Document extract:
== Segment start ==
Researcher, Agentic Post-Training

About the job

OpenAI is looking for exceptional researchers to join the Post-Training Frontiers team, which is responsible for post-training the agentic models we ship across Codex, the API, ChatGPT Thinking, and ChatGPT Pro. The Post-Training Frontiers team sets up the pipeline for deciding which integrations can go into the post-training run, develops its own horizontal improvements to the model, and trains the final model.

Responsibilities

- Own end-to-end research and engineering projects that improve the final post-training of OpenAI’s agentic models.

- Decide, together with partner teams, which integrations are ready for inclusion in major model runs.

- Develop horizontal model improvements across factuality, instruction following, tool/function calling, multi-agent behavior, reasoning-effort calibration, and other broad capabilities.

- Build and improve training, evaluation, grading, and data infrastructure for large-scale RL/post-training runs.

- Create evals and diagnostics that help us understand whether a model is ready to ship.

- Improve the feedback loop from real product usage into post-training, including better ways to learn from implicit user feedback.
== Segment end ==
Data excerpts:
== Segment start ==
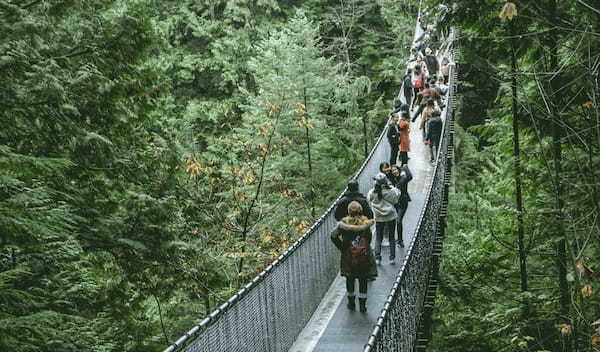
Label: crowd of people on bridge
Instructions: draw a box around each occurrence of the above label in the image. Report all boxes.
[331,5,453,312]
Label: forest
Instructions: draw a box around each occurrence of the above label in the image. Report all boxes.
[0,0,600,352]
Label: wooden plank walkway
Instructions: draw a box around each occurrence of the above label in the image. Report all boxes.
[289,108,433,352]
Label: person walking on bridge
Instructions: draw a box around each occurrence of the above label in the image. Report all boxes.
[386,114,400,165]
[333,179,373,221]
[398,111,410,165]
[331,201,377,313]
[425,48,440,77]
[391,165,412,248]
[402,68,414,106]
[367,172,400,265]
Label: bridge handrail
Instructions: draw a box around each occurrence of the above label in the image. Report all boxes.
[363,28,458,352]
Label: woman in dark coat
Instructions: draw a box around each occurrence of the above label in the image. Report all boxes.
[331,201,377,313]
[391,165,412,247]
[398,112,410,165]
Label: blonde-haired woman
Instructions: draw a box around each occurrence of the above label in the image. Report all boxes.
[331,201,377,313]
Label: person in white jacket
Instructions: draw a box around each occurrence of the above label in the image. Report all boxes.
[367,172,400,265]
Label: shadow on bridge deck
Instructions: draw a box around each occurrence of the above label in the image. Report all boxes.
[289,111,433,352]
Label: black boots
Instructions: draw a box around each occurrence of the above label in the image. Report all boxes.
[346,296,356,311]
[358,298,367,313]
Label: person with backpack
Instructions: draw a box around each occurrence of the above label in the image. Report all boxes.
[386,114,400,164]
[367,172,400,265]
[391,165,413,248]
[411,64,425,109]
[425,48,440,76]
[440,56,454,85]
[427,110,444,162]
[402,68,413,106]
[331,201,377,313]
[333,179,373,221]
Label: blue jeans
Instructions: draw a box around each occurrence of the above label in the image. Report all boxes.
[375,219,396,260]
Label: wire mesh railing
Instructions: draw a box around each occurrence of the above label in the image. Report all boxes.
[364,30,458,352]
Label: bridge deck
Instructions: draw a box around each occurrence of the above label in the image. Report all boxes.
[290,111,433,352]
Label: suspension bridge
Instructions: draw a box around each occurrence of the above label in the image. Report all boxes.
[164,8,457,352]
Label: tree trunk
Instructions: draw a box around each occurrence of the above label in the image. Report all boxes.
[508,20,529,320]
[362,115,369,159]
[548,0,576,352]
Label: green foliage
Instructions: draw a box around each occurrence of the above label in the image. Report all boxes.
[0,0,416,352]
[433,1,600,351]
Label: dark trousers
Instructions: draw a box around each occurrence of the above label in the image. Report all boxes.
[404,88,413,109]
[429,136,440,161]
[346,277,367,296]
[400,152,408,165]
[396,200,408,247]
[410,88,421,106]
[390,144,398,165]
[375,220,396,260]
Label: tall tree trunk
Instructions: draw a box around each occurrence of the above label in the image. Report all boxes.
[548,0,576,352]
[362,114,369,159]
[507,15,529,320]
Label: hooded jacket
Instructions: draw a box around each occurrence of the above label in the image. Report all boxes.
[333,191,373,221]
[330,216,377,280]
[367,186,400,222]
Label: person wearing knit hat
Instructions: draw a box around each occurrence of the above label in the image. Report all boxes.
[367,172,400,265]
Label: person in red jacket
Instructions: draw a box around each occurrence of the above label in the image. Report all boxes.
[398,111,410,165]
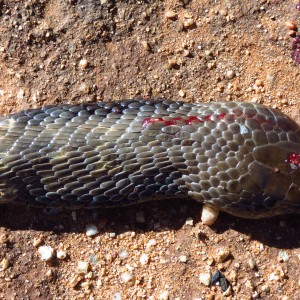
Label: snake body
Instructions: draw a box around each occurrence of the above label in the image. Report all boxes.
[0,99,300,218]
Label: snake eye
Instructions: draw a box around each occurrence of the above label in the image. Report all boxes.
[249,142,300,199]
[285,153,300,170]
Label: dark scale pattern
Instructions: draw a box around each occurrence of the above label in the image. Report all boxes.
[0,99,300,218]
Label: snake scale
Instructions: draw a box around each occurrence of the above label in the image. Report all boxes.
[0,99,300,218]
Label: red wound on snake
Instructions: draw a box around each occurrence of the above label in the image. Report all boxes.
[285,153,300,170]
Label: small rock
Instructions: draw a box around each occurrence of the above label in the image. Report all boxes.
[78,59,89,70]
[216,249,230,262]
[261,285,270,293]
[140,253,149,266]
[226,70,235,79]
[38,246,54,261]
[56,250,67,259]
[33,236,43,247]
[185,217,194,226]
[183,19,196,29]
[146,239,157,248]
[71,211,77,222]
[158,291,170,300]
[112,293,122,300]
[277,250,290,262]
[17,89,25,100]
[165,10,177,20]
[135,210,146,224]
[141,41,151,51]
[199,273,211,286]
[77,261,90,274]
[118,250,129,260]
[248,257,257,270]
[178,90,185,98]
[0,258,10,271]
[179,255,188,263]
[69,275,82,289]
[201,205,219,226]
[0,232,9,245]
[121,272,135,286]
[85,224,99,236]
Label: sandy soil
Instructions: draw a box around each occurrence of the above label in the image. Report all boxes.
[0,0,300,300]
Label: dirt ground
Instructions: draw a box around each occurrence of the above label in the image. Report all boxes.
[0,0,300,300]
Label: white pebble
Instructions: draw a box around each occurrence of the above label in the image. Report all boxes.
[179,255,188,263]
[0,258,10,270]
[118,250,129,260]
[216,249,230,262]
[85,225,99,236]
[185,217,194,226]
[135,210,146,224]
[71,211,77,222]
[77,261,90,274]
[146,239,156,248]
[56,250,67,259]
[248,257,256,270]
[278,250,290,262]
[140,253,149,266]
[112,293,122,300]
[79,59,89,69]
[226,70,235,79]
[199,273,211,286]
[38,246,54,261]
[261,285,270,293]
[201,205,219,225]
[158,291,169,300]
[121,272,135,286]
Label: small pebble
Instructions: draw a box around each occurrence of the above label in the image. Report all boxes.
[56,250,67,259]
[121,272,135,286]
[108,232,116,239]
[178,90,185,98]
[69,275,82,289]
[201,205,219,226]
[38,246,54,261]
[140,253,149,266]
[185,217,194,226]
[216,249,230,262]
[135,210,146,224]
[77,261,90,274]
[86,225,99,236]
[278,250,290,262]
[199,273,211,286]
[226,70,235,79]
[78,59,89,70]
[179,255,188,263]
[183,19,196,29]
[71,211,77,222]
[146,239,157,248]
[0,258,10,271]
[165,10,177,20]
[158,291,170,300]
[261,285,270,293]
[118,250,129,260]
[112,293,122,300]
[248,257,257,270]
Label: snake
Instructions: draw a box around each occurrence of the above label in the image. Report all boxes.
[0,99,300,219]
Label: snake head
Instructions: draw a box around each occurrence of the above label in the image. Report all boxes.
[249,142,300,215]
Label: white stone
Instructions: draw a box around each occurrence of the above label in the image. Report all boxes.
[85,224,99,236]
[199,273,211,286]
[201,205,219,225]
[38,246,54,261]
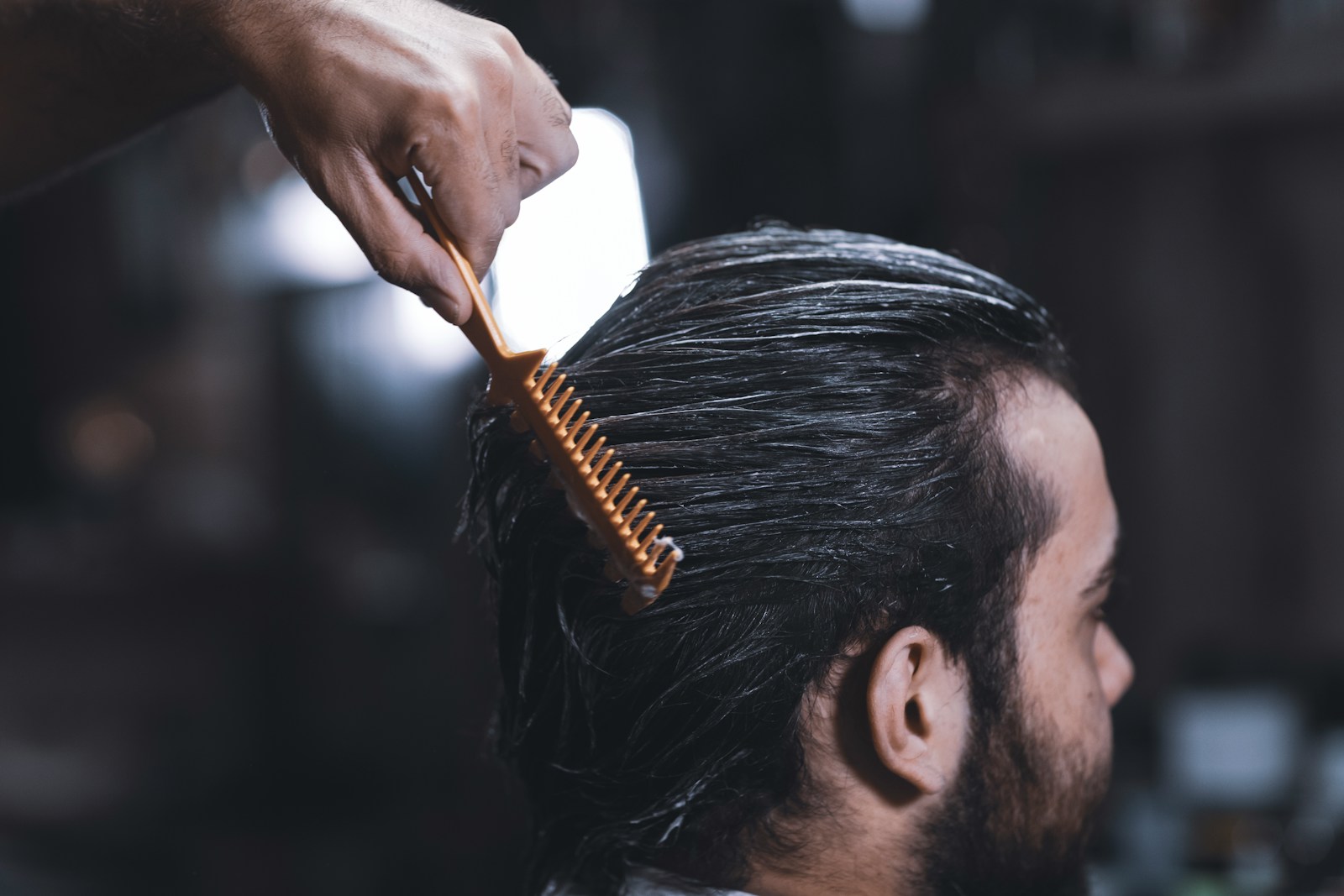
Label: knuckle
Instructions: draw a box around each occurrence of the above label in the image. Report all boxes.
[486,22,522,59]
[368,246,421,289]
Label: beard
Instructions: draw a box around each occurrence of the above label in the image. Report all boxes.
[911,694,1110,896]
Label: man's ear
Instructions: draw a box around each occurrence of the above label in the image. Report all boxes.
[869,626,970,794]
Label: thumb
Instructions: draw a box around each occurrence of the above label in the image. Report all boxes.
[314,159,472,325]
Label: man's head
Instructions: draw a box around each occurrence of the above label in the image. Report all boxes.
[470,227,1129,894]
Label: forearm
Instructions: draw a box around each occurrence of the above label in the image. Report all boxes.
[0,0,231,197]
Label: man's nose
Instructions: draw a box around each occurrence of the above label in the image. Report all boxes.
[1097,625,1134,706]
== Segment end ==
Your goal:
Reproduce the job posting word for word from "About the job" to "OpenAI’s agentic models.". Rely on the job posting alone, not on the lines.

Answer for this exercise:
About the job

OpenAI is looking for exceptional researchers to join the Post-Training Frontiers team, which is responsible for post-training the agentic models we ship across Codex, the API, ChatGPT Thinking, and ChatGPT Pro. The Post-Training Frontiers team sets up the pipeline for deciding which integrations can go into the post-training run, develops its own horizontal improvements to the model, and trains the final model.

Responsibilities

- Own end-to-end research and engineering projects that improve the final post-training of OpenAI’s agentic models.